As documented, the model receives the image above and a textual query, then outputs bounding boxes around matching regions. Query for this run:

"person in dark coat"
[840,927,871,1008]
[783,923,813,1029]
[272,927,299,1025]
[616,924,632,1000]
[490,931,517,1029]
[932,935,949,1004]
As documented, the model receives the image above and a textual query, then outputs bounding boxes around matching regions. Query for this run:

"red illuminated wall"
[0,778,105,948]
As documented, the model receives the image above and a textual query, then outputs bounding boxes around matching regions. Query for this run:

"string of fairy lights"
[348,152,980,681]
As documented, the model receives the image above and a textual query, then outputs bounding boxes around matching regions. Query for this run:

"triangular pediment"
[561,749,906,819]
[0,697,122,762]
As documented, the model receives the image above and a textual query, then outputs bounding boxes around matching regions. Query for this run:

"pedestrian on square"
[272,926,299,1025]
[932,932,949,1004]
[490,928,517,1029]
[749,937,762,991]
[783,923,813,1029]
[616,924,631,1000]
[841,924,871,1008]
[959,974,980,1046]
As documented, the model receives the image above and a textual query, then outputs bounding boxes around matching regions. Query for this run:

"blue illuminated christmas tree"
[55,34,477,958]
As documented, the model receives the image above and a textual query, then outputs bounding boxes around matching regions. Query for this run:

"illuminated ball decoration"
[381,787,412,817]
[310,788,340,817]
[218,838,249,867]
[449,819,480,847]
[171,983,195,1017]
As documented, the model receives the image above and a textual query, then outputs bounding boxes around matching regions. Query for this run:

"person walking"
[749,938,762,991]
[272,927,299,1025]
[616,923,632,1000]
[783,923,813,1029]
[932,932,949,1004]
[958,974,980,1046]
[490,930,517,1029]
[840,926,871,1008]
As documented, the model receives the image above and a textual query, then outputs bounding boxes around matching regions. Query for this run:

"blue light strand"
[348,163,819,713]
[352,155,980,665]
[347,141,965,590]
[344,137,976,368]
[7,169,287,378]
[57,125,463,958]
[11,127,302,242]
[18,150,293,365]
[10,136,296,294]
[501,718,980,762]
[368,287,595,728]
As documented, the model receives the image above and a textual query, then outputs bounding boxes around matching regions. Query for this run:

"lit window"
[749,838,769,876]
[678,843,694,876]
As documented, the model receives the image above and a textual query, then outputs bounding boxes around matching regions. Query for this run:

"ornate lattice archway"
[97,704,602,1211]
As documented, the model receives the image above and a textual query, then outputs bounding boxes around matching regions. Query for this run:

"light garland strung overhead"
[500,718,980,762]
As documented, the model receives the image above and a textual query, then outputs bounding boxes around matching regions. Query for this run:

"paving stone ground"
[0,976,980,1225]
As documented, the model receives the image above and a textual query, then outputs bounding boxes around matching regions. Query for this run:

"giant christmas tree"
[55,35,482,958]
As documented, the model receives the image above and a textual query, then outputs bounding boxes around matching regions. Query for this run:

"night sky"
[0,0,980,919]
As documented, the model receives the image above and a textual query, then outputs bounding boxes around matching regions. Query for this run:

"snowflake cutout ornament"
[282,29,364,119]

________________________

What you have to do → Copy every line above that contains the string "christmas". Letter case matters.

Problem solution →
"blue illuminated christmas tree"
"giant christmas tree"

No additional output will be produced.